Goal: Rescale the entries starting at the line containing "Would you kindly mark the black body" and ending at the end of the entries, giving every line in that span again, requests included, with each answer coordinate multiplied by 1.05 and rounded to a whole number (halves round up). Leave the numbers in the requests and their format samples unchanged.

-- START OF Exercise material --

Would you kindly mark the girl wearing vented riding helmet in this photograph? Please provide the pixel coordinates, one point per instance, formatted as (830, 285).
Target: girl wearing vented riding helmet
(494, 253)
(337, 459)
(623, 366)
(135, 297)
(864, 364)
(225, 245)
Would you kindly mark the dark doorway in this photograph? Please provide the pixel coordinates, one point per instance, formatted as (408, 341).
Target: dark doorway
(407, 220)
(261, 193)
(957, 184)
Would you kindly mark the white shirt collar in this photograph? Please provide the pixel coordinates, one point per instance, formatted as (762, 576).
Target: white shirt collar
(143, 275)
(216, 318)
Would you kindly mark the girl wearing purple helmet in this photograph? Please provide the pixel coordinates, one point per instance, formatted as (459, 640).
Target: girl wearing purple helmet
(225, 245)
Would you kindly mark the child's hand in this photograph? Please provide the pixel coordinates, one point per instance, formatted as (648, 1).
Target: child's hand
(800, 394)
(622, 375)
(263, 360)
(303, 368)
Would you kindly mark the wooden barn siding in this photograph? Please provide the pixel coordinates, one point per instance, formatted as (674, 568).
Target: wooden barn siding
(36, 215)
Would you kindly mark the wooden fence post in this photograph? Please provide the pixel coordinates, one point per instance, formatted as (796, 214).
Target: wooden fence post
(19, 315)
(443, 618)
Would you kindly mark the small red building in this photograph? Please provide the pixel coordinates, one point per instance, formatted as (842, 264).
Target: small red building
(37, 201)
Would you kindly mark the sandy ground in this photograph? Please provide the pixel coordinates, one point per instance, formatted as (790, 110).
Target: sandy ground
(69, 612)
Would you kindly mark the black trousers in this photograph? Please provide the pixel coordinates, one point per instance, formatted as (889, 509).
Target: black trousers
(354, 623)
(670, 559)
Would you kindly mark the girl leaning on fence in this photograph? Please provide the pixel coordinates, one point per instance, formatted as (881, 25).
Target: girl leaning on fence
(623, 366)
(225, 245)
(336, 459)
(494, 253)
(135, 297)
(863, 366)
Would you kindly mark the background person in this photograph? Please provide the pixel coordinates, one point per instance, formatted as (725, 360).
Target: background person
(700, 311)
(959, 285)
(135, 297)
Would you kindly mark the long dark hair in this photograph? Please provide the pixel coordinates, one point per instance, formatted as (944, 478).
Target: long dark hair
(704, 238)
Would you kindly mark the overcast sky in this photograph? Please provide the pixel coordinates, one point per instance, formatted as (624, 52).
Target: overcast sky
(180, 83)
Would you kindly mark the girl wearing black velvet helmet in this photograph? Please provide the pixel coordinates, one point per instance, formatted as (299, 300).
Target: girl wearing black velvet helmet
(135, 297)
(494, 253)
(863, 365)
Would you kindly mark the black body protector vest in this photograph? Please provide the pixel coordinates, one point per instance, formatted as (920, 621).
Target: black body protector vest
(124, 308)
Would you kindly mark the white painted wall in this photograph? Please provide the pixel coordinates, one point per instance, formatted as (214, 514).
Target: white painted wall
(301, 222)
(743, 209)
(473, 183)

-- END OF Exercise material --

Full solution:
Would you kindly mark the black body protector vest in this photograph? Please provide the pixel coordinates, one point per instance, formatted as (920, 621).
Target: black body protector vest
(130, 323)
Would you kindly mark the white painted wall in this photograph? Please provide the pixel coordinates, one point per instance, formatted as (214, 514).
Target: white painted wall
(316, 233)
(780, 219)
(497, 192)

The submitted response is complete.